## SUPPLIED RECORDS
------------------------------------------------------------

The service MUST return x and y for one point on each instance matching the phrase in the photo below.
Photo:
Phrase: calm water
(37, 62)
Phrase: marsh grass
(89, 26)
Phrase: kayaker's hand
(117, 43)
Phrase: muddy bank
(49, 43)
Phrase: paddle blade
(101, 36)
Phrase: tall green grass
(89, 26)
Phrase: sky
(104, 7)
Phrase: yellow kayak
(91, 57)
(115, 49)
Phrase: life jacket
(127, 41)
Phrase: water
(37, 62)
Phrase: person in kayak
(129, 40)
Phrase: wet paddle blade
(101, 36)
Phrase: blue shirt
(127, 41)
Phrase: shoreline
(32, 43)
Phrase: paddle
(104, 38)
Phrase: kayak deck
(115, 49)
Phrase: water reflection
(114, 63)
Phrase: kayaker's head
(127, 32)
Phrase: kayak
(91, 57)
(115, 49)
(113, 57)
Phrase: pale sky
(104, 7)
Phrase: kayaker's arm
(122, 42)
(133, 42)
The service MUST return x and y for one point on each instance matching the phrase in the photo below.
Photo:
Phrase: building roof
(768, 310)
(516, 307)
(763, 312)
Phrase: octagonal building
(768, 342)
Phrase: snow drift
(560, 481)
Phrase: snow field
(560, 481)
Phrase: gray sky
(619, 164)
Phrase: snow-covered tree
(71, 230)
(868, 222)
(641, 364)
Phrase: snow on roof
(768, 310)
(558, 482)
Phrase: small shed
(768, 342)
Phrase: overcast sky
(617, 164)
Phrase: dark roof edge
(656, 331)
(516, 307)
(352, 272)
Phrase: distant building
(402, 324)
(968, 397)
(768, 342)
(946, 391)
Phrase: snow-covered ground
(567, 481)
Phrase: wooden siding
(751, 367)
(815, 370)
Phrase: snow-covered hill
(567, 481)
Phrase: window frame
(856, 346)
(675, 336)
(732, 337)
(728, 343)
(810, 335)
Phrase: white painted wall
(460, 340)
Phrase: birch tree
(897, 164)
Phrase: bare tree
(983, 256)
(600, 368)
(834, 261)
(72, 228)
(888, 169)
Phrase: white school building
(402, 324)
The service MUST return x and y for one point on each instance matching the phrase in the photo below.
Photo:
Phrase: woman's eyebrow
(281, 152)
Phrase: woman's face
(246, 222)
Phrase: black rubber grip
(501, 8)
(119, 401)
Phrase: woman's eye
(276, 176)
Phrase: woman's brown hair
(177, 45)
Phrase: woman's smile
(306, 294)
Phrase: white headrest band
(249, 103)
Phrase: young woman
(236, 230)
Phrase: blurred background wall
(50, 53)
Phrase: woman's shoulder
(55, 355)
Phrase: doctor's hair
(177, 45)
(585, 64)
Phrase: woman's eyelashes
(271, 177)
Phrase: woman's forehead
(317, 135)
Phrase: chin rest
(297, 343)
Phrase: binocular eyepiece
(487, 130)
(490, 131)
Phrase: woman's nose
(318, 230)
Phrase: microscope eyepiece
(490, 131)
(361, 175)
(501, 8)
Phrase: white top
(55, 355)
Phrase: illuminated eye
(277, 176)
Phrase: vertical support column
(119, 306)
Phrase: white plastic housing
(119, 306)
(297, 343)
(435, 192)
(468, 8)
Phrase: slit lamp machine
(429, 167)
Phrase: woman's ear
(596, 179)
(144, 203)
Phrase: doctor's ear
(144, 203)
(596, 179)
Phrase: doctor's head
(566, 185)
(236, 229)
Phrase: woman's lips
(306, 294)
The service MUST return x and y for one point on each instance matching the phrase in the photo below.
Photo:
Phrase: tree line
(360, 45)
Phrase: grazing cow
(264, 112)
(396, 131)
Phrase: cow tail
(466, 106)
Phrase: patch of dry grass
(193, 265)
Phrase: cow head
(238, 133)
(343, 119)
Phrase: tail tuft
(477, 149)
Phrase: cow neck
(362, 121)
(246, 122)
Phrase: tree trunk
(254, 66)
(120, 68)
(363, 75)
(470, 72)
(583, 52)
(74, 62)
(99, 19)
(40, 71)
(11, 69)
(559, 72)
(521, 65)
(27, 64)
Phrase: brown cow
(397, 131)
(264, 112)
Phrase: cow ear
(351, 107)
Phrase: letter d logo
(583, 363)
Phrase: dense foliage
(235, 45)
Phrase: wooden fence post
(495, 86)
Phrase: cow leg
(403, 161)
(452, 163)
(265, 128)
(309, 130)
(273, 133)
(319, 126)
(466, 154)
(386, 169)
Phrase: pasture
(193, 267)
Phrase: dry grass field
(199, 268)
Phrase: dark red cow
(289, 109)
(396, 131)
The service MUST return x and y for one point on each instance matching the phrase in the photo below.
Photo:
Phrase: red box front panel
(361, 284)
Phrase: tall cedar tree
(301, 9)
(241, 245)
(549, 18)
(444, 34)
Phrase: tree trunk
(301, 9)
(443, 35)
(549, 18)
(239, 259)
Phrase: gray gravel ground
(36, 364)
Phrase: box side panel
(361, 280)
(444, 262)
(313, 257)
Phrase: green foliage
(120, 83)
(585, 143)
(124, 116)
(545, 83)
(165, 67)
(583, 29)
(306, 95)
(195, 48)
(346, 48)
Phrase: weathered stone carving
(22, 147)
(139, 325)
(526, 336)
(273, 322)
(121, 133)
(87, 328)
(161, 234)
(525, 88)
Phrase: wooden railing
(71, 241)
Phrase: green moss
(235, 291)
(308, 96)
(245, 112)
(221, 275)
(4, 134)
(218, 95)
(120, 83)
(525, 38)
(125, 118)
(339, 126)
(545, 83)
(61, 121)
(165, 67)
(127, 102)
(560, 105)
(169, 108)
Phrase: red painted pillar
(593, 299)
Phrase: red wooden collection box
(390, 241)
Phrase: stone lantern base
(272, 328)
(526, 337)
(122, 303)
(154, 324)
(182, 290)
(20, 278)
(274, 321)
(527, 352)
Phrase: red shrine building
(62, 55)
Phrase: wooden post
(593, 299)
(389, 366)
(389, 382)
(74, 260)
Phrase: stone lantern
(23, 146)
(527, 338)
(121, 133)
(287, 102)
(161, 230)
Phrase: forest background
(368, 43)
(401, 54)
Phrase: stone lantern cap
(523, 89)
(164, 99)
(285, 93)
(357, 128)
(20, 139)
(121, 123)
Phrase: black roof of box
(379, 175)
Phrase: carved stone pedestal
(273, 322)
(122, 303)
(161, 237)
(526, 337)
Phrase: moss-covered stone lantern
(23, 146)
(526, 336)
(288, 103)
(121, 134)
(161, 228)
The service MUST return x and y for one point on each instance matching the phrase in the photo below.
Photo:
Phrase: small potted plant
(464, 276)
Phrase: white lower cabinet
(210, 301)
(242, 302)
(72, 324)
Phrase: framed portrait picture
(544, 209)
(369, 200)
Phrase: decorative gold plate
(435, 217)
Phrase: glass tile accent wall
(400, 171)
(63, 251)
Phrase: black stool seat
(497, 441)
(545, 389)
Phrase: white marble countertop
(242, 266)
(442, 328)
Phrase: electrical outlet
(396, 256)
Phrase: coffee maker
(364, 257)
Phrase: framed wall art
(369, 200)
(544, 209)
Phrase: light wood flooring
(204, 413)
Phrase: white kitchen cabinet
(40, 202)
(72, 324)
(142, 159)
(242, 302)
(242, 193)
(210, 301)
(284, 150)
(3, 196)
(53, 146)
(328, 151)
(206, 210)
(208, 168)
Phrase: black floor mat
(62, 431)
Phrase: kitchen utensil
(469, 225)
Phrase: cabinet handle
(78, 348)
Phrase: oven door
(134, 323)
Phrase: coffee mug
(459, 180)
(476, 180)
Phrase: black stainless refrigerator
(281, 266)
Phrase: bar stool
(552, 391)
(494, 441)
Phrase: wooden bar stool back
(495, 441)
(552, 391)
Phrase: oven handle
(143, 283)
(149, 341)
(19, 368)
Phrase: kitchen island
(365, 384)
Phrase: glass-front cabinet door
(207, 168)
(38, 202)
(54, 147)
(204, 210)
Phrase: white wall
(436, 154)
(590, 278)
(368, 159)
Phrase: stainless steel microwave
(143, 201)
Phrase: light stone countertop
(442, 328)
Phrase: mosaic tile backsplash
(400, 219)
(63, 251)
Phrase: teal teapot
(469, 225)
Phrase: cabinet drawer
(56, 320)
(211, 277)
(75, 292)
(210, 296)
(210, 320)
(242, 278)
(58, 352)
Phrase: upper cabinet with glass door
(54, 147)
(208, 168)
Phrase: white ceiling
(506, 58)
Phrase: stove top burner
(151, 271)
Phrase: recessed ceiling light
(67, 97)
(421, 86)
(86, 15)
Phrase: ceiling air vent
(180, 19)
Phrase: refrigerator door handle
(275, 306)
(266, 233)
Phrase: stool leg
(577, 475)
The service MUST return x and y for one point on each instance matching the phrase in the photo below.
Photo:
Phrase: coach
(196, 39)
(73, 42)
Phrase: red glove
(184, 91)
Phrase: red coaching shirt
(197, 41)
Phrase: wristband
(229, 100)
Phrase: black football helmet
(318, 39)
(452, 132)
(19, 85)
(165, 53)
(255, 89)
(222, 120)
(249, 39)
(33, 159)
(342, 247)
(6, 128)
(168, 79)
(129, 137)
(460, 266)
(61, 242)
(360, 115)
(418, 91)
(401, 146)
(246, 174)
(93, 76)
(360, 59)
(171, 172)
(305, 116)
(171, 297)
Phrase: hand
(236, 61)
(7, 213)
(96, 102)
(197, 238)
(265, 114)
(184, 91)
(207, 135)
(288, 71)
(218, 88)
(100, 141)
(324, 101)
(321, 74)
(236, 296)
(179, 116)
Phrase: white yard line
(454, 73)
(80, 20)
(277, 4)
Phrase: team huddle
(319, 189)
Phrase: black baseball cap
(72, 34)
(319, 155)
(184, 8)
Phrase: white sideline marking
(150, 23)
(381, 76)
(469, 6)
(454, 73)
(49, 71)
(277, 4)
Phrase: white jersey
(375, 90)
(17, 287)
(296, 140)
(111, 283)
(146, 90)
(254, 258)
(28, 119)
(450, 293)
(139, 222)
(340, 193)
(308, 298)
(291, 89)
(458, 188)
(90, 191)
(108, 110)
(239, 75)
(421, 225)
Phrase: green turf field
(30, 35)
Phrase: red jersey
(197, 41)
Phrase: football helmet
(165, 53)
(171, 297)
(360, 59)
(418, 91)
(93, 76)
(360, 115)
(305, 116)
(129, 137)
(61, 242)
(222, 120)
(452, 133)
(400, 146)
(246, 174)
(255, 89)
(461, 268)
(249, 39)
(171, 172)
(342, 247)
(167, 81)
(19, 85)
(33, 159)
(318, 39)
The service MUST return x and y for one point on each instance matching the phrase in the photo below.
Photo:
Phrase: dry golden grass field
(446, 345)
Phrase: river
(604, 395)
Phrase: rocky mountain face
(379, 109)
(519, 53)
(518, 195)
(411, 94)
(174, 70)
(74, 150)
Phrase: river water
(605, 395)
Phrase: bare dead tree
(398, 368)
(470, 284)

------------------------------------------------------------

## EXERCISE BRIEF
Find the line with "Phrase: red coaching shirt". Transcribe it and every line after it exactly, through the end of the records above, and nothing else.

## EXERCISE RESULT
Phrase: red coaching shirt
(197, 41)
Phrase: wristband
(229, 100)
Phrase: black football helmet
(318, 39)
(452, 132)
(19, 85)
(165, 53)
(255, 89)
(222, 120)
(249, 39)
(33, 159)
(342, 247)
(6, 128)
(168, 79)
(129, 137)
(460, 266)
(61, 242)
(360, 115)
(418, 91)
(401, 146)
(246, 174)
(93, 76)
(360, 59)
(171, 172)
(305, 116)
(171, 297)
Phrase: hand
(236, 61)
(7, 213)
(96, 102)
(197, 238)
(265, 114)
(184, 91)
(207, 135)
(288, 71)
(218, 88)
(100, 141)
(324, 101)
(321, 74)
(236, 296)
(179, 116)
Phrase: white yard line
(454, 73)
(80, 20)
(277, 4)
Phrase: team huddle
(319, 189)
Phrase: black baseball cap
(72, 34)
(319, 155)
(184, 8)
Phrase: white sideline marking
(150, 23)
(381, 76)
(469, 6)
(454, 73)
(49, 71)
(277, 4)
Phrase: white jersey
(375, 90)
(17, 287)
(296, 140)
(111, 283)
(146, 90)
(254, 258)
(28, 119)
(450, 293)
(139, 222)
(340, 193)
(308, 298)
(291, 89)
(458, 188)
(90, 191)
(108, 110)
(239, 75)
(421, 225)
Phrase: green turf field
(30, 35)
Phrase: red jersey
(197, 41)
Phrase: football helmet
(165, 53)
(171, 297)
(360, 59)
(418, 91)
(93, 76)
(360, 115)
(305, 116)
(129, 137)
(61, 242)
(222, 120)
(452, 133)
(400, 146)
(246, 174)
(255, 89)
(461, 268)
(249, 39)
(171, 172)
(342, 247)
(167, 81)
(19, 85)
(33, 159)
(318, 39)
The service MUST return x and y for one point on each instance matching the phrase in the photo below.
Photo:
Phrase: dry golden grass field
(446, 345)
Phrase: river
(604, 395)
Phrase: rocky mountain face
(379, 109)
(519, 53)
(518, 195)
(411, 94)
(174, 70)
(74, 150)
Phrase: river water
(605, 395)
Phrase: bare dead tree
(398, 368)
(470, 284)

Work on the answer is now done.